> WHAT THIS TASK INVOLVES:
Locate each of the lines below that contains the string "Query" and copy those lines in full.

==========

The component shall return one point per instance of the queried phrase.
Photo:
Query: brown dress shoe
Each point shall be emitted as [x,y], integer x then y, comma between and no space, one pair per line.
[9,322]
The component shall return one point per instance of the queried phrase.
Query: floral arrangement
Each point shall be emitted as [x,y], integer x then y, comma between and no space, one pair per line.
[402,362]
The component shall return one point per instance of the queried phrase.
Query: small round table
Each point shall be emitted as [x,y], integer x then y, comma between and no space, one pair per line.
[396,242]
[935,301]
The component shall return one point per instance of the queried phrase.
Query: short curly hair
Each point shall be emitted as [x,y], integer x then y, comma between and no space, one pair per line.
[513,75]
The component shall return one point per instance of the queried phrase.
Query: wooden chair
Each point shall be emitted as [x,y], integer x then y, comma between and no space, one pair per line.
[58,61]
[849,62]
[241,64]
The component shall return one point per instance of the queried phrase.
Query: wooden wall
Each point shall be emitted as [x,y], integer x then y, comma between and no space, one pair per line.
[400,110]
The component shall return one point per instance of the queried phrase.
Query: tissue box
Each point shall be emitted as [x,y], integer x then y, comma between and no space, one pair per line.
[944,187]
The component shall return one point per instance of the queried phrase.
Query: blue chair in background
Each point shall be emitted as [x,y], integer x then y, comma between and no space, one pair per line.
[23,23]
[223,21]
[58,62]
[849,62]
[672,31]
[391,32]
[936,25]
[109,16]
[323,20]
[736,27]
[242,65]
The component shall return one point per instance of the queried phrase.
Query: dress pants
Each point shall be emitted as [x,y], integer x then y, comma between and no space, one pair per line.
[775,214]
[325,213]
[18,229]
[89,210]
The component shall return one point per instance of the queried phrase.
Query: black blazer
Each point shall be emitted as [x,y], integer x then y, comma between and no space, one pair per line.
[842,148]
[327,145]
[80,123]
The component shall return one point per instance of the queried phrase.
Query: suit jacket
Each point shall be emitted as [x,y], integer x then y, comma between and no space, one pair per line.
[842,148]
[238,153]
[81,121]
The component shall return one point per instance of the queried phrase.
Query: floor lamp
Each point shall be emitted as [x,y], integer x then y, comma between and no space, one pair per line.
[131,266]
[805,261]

==========

> SOLUTION TO THIS PROBLEM:
Query: brown dress shoe
Query: floral arrangement
Query: small round table
Query: short curly hair
Query: wooden chair
Query: wooden wall
Query: tissue box
Query: blue chair in background
Query: dress pants
Query: black blazer
Query: suit jacket
Query: floor lamp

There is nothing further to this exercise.